▶ [Problem requirements]: Format every item below as a JSON list of strings, with one string for each line and blank lines left out.

▶ [Material for this task]:
------------------------------------
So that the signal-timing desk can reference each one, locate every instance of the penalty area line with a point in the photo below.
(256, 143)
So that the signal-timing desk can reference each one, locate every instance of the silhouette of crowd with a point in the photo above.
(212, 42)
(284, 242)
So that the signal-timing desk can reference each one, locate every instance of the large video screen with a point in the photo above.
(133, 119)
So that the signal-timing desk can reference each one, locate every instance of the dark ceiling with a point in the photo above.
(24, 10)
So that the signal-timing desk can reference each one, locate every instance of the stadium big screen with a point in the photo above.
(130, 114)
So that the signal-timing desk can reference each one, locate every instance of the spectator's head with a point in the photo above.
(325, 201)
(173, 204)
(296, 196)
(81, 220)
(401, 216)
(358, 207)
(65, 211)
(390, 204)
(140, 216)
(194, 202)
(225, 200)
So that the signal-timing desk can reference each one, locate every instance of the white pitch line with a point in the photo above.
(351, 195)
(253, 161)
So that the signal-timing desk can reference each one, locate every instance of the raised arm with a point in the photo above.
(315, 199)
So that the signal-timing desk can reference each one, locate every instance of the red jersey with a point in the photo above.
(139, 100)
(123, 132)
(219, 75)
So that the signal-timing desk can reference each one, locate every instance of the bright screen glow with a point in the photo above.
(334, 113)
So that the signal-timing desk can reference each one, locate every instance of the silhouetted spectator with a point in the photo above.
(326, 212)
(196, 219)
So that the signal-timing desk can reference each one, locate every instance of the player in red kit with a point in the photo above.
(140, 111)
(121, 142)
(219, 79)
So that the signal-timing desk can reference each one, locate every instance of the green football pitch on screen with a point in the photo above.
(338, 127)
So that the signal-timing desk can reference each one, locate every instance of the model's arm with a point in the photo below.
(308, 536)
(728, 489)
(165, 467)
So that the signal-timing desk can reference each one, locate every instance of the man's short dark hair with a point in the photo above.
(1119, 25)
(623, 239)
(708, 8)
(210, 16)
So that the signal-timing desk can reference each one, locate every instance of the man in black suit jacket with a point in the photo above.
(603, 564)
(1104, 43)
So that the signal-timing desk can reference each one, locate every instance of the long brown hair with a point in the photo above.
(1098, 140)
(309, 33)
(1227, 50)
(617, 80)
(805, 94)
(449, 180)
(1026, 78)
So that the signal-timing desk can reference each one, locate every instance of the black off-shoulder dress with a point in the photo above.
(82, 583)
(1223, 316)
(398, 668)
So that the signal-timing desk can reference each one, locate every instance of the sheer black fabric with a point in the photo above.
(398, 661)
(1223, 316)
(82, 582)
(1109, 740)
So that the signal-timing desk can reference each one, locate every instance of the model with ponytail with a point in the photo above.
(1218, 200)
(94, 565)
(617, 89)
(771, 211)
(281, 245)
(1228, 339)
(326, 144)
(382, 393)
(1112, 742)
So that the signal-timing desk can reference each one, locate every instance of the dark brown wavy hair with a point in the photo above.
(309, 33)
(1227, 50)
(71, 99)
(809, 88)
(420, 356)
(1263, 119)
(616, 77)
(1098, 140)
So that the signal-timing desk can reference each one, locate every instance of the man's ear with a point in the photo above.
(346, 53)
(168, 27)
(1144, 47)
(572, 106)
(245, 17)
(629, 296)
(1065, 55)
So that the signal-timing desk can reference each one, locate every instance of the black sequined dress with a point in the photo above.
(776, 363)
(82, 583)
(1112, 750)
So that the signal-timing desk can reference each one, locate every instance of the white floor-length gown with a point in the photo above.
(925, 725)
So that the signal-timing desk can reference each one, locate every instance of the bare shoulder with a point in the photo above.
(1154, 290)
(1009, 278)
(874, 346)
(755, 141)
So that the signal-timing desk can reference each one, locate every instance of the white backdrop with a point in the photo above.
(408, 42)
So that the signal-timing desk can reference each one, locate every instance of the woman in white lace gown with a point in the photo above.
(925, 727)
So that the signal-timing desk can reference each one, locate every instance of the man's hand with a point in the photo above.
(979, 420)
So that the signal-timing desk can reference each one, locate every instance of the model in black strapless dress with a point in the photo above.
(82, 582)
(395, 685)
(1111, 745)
------------------------------------
▶ [Exercise output]:
[
  "So that the signal-timing desk can reference each one, locate every instance of the penalty area line with a point in the photo below.",
  "(256, 143)",
  "So that the signal-timing desk can reference each one, locate every instance of the silhouette of crowd with a point in the photo above.",
  "(212, 42)",
  "(284, 242)",
  "So that the signal-timing desk can reference each one, locate every instance of the large video screen with a point in the photo above.",
  "(133, 119)",
  "So that the signal-timing desk can reference each one, locate every instance of the dark ceiling with a point in the photo above.",
  "(24, 10)",
  "So that the signal-timing desk can reference each one, locate every instance of the stadium big screen with a point in the photo above.",
  "(130, 114)",
  "So that the signal-timing desk can reference each one, locate every instance of the spectator's head with a point in the photo above.",
  "(325, 201)",
  "(173, 204)",
  "(296, 196)",
  "(81, 220)",
  "(401, 216)",
  "(358, 207)",
  "(65, 211)",
  "(390, 204)",
  "(140, 216)",
  "(194, 202)",
  "(225, 200)",
  "So that the signal-timing desk can reference each one, locate every instance of the white pitch line with a point in the photo above.",
  "(351, 195)",
  "(253, 161)",
  "So that the signal-timing desk can reference each one, locate every instance of the raised arm with a point in the photo above.",
  "(315, 199)",
  "So that the signal-timing desk can reference each one, locate every instance of the red jersey with a point in the photo above.",
  "(139, 100)",
  "(123, 132)",
  "(219, 75)",
  "So that the signal-timing desk can reference each one, locate every instance of the bright screen glow with a point in the photo above.",
  "(334, 113)",
  "So that the signal-timing desk can reference each one, locate every instance of the silhouetted spectator with a point in the photo above.",
  "(326, 212)",
  "(196, 219)",
  "So that the signal-timing desk can reference each one, locate every instance of the player in red kit with a point in the photo above.",
  "(140, 111)",
  "(121, 142)",
  "(219, 79)",
  "So that the signal-timing desk can reference each one, locate every instance of the green football pitch on screen with a point in the photo above.",
  "(338, 127)",
  "So that the signal-timing desk can reference each one, locate every instance of the model's arm with a point in the photo below.",
  "(308, 536)",
  "(728, 489)",
  "(165, 467)",
  "So that the signal-timing desk can reference each one, locate every instance of the man's short dark hair with a point in the photo above.",
  "(1119, 25)",
  "(623, 239)",
  "(708, 8)",
  "(210, 16)",
  "So that the signal-timing desk can reference each one, locate every instance of the man in black suit jacket with a point in the photo above.",
  "(603, 564)",
  "(1104, 43)",
  "So that the signal-timing desk can reference each one, locate every instance of the long brown hair with a point in the photo above.",
  "(1098, 140)",
  "(309, 33)",
  "(1227, 50)",
  "(617, 80)",
  "(805, 94)",
  "(449, 180)",
  "(1026, 78)",
  "So that the signal-timing desk can reference each one, locate every instance of the black off-shoulder dress with a point in the photo above.",
  "(82, 583)",
  "(1223, 316)",
  "(398, 668)",
  "So that the signal-timing desk can reference each one, locate every instance of the sheer black fabric with a point in the photo above.",
  "(398, 661)",
  "(1223, 316)",
  "(82, 582)",
  "(1109, 740)",
  "So that the signal-timing desk can reference each one, locate every instance of the model with ponytail with a point in the photo above.",
  "(1218, 200)",
  "(94, 565)",
  "(617, 89)",
  "(771, 211)",
  "(281, 245)",
  "(1228, 339)",
  "(326, 144)",
  "(382, 393)",
  "(1112, 742)",
  "So that the signal-timing desk can reference each one, locate every instance of the dark brown wavy hair with a point in the photo above.",
  "(309, 33)",
  "(1227, 50)",
  "(71, 99)",
  "(809, 88)",
  "(420, 356)",
  "(1263, 119)",
  "(616, 77)",
  "(1098, 140)",
  "So that the signal-timing desk can reference each one, locate every instance of the man's ear with a point in the photo above.",
  "(346, 53)",
  "(168, 27)",
  "(1144, 47)",
  "(572, 106)",
  "(245, 17)",
  "(629, 296)",
  "(1065, 55)",
  "So that the signal-timing desk can reference each one, locate every instance of the black sequined dress with a point in the photo above.",
  "(776, 363)",
  "(82, 583)",
  "(1112, 750)",
  "So that the signal-timing desk can reference each one, locate every instance of the white floor-length gown with a point in the photo above.",
  "(925, 725)",
  "So that the signal-timing desk can reference each one, locate every instance of the bare shoulder with a point in the photo above.",
  "(1154, 290)",
  "(1009, 278)",
  "(874, 346)",
  "(755, 141)",
  "So that the signal-timing desk can reference each one, locate every instance of the white backdrop with a point in the photo above.",
  "(408, 42)",
  "So that the signal-timing desk can reference each one, locate every instance of the woman in white lace gown with a point in the photo above.",
  "(925, 727)",
  "So that the signal-timing desk can reference each one, locate every instance of the man's hand with a point in the photo above.",
  "(979, 420)",
  "So that the signal-timing desk can reference each one, locate every instance of the model in black strapless dress with a point in the photo above.",
  "(82, 582)",
  "(395, 685)",
  "(1111, 745)"
]